> _The problem_
Each line of the data below that carries the word "green" needs to be copied.

> _Given records_
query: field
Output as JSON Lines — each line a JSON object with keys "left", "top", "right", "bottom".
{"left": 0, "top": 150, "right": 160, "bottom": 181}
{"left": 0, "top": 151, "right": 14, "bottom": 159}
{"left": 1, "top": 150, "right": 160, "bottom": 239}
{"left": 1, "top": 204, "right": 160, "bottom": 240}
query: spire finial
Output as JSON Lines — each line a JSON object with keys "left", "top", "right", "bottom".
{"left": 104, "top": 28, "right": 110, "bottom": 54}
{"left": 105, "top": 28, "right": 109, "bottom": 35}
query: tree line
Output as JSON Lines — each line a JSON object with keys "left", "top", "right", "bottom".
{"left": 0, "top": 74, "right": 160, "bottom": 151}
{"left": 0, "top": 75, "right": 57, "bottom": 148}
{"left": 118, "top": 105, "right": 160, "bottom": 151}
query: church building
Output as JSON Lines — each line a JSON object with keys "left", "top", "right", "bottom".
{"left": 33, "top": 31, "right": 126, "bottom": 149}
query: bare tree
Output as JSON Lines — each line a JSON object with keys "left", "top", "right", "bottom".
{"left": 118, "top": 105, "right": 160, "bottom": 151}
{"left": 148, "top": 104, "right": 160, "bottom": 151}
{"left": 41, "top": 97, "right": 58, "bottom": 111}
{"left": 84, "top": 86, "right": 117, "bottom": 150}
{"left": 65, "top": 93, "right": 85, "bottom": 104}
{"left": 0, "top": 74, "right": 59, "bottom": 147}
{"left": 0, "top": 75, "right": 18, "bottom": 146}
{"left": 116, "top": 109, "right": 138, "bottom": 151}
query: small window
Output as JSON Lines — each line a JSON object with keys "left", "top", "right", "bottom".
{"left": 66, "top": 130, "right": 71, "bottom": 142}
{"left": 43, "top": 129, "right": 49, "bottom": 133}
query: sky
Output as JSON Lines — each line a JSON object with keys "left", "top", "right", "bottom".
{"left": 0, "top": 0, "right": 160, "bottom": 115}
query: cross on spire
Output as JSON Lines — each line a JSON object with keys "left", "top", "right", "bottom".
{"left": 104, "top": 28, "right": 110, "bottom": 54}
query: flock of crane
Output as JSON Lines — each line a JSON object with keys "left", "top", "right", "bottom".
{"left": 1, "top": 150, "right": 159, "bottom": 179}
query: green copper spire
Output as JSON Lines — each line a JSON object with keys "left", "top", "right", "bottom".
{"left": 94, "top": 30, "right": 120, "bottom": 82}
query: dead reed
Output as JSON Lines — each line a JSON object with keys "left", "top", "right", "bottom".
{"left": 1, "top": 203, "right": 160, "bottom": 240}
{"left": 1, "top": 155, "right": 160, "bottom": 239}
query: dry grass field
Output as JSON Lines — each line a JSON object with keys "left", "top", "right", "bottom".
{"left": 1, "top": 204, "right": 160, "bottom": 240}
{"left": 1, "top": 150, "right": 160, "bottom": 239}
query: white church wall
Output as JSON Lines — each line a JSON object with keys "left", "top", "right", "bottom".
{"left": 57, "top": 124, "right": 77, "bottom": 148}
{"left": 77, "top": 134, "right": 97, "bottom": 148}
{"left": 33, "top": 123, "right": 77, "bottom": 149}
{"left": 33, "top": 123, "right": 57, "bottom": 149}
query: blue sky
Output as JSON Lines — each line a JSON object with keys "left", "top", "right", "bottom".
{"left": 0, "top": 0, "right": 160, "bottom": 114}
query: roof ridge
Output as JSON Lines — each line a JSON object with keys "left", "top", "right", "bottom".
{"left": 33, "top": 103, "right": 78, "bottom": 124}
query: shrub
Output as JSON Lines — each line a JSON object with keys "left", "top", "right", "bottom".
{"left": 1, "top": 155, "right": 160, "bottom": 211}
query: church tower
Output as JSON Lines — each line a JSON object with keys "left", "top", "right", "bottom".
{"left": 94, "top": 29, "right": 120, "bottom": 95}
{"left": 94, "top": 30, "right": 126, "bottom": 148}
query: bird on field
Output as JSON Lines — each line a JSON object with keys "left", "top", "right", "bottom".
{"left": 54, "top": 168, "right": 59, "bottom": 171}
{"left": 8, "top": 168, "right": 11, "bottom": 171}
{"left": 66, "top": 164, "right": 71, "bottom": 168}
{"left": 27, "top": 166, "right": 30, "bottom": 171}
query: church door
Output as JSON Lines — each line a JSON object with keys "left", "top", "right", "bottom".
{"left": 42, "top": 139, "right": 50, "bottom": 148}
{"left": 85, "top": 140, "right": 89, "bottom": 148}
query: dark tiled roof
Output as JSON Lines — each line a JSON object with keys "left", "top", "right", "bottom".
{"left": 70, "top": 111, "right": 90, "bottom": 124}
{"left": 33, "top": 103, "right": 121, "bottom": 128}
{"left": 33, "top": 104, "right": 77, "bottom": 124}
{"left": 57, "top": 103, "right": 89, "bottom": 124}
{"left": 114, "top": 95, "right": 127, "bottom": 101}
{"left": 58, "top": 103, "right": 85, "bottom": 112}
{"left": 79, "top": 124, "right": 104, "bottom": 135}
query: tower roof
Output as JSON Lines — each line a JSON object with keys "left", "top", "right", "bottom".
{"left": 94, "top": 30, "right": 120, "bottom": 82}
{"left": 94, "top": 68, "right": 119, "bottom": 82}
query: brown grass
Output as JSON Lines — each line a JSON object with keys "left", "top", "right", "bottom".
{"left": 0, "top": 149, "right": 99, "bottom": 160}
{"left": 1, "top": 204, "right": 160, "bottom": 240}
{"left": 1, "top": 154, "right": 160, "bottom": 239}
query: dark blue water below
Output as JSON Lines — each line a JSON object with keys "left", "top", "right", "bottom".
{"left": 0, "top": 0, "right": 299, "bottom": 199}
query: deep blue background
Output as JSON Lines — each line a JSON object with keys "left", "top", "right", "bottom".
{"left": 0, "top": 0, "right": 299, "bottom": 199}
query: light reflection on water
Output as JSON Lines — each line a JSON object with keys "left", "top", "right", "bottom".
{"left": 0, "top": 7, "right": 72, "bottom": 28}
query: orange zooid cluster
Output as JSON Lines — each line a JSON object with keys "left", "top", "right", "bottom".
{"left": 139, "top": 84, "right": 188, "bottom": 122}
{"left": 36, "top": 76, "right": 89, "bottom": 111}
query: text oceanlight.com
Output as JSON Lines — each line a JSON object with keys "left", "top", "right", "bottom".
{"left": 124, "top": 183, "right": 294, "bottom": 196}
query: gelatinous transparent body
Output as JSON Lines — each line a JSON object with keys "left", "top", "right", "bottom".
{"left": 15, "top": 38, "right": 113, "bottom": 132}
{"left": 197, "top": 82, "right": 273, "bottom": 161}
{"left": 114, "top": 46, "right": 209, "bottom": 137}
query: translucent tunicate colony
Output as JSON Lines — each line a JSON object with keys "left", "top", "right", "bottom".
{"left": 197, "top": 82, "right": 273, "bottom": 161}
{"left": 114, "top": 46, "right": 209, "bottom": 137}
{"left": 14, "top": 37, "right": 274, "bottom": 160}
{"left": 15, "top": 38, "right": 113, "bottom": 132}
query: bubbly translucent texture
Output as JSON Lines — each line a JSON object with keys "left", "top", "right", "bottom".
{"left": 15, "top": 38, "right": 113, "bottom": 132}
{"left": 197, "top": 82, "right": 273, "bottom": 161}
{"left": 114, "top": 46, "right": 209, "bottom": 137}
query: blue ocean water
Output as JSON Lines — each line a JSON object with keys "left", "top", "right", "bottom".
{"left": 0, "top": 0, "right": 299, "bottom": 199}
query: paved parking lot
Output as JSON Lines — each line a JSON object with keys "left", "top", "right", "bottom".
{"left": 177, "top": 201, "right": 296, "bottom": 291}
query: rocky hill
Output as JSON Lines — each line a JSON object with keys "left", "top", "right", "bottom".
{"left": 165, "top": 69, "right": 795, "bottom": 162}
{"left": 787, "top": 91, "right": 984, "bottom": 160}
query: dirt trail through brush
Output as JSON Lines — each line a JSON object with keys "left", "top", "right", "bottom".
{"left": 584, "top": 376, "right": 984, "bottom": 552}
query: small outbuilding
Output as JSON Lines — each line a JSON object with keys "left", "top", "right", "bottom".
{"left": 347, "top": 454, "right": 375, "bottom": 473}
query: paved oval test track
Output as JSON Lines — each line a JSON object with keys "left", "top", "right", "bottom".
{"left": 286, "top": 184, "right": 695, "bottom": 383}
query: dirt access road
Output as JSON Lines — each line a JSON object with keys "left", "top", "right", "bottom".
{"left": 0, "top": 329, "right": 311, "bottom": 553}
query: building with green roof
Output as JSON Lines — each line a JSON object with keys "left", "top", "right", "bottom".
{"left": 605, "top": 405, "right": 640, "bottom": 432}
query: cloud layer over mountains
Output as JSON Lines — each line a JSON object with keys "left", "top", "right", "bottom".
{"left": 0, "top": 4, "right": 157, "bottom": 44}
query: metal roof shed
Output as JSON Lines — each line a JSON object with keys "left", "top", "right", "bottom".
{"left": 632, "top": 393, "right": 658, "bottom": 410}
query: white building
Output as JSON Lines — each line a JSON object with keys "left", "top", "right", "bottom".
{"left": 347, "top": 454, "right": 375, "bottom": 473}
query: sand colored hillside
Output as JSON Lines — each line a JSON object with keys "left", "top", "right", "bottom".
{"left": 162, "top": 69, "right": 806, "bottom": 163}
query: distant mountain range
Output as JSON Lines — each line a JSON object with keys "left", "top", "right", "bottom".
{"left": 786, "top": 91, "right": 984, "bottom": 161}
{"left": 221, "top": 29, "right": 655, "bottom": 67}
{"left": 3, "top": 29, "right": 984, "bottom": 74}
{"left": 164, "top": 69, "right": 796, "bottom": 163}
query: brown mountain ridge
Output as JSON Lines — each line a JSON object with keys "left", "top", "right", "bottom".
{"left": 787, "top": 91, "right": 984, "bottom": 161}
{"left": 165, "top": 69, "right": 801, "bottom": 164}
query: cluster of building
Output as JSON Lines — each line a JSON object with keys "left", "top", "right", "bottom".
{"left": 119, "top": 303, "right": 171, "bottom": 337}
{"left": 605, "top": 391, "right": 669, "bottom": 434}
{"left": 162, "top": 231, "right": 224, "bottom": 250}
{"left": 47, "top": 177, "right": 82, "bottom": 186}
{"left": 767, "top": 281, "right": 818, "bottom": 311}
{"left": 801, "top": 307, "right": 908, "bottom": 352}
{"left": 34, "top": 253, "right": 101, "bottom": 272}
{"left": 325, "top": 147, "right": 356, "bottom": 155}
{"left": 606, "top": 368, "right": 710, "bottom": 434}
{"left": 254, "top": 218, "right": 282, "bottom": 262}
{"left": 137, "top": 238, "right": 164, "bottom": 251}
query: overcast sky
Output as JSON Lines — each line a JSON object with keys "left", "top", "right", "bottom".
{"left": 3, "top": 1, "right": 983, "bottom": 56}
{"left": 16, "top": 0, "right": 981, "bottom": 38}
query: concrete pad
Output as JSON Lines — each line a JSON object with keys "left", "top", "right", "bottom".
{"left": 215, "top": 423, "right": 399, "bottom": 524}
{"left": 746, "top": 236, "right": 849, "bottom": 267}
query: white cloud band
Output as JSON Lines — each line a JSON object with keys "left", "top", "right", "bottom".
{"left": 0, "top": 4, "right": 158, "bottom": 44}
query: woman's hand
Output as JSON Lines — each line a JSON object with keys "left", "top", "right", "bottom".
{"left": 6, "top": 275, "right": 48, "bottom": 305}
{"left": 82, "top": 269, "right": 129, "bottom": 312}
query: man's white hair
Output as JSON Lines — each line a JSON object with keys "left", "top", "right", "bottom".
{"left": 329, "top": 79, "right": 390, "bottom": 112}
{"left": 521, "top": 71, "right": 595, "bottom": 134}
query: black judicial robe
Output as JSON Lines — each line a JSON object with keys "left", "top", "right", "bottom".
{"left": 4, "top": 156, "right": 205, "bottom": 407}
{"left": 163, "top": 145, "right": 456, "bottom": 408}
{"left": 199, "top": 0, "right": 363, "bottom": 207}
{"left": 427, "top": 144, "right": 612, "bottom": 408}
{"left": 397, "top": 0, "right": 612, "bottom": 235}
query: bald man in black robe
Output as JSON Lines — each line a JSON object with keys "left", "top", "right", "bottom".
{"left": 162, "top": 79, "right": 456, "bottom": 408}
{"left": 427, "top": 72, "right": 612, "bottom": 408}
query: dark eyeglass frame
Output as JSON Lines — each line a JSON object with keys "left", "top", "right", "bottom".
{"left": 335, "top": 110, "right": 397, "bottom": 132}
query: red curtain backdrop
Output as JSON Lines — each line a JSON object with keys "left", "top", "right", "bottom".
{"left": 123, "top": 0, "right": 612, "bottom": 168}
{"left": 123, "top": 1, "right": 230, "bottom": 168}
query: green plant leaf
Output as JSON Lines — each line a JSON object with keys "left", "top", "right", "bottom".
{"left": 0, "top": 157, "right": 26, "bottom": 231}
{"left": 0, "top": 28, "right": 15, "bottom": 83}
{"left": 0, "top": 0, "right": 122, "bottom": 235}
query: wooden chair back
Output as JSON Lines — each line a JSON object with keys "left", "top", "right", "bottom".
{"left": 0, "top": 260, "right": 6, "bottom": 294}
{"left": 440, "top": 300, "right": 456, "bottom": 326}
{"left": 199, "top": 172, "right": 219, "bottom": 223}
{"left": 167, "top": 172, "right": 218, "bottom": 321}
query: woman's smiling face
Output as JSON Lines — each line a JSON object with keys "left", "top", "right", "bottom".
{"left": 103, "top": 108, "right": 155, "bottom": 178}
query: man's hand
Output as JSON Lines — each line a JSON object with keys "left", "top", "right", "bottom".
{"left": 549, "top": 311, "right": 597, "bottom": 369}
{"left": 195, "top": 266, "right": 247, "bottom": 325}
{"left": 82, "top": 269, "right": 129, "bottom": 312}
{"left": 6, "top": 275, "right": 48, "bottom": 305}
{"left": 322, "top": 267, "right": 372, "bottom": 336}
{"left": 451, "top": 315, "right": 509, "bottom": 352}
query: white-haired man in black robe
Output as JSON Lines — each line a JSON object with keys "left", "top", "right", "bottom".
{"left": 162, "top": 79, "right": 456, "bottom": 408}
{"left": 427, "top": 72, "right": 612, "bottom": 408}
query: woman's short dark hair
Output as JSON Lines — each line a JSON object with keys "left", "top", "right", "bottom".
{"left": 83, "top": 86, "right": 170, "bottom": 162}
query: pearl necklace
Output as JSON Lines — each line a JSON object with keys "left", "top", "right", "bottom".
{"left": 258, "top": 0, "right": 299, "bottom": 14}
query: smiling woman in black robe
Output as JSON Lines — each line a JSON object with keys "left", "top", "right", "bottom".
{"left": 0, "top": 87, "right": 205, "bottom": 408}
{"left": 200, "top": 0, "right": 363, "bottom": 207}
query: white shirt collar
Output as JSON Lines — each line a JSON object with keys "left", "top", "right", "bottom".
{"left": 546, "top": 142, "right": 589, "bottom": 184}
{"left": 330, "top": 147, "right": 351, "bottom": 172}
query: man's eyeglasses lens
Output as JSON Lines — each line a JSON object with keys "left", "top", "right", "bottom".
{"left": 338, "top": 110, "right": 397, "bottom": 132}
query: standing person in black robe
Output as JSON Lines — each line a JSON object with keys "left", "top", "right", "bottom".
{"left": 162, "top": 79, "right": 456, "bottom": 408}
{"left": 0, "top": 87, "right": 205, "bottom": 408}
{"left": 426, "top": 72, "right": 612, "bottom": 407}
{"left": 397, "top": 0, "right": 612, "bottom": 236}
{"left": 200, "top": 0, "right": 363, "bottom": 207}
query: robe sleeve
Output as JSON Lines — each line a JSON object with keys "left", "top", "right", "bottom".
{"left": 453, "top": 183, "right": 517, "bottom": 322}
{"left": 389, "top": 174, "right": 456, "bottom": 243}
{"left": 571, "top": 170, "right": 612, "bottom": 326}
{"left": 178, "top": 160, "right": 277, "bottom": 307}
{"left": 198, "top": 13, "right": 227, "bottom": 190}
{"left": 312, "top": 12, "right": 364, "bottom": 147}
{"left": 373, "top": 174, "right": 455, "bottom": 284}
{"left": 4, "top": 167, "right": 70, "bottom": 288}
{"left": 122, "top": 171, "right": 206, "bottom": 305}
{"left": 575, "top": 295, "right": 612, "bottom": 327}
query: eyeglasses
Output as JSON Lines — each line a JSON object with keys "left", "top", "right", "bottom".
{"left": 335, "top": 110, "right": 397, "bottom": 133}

> _Response to this task_
query: green copper spire
query: building with green roof
query: green plant leaf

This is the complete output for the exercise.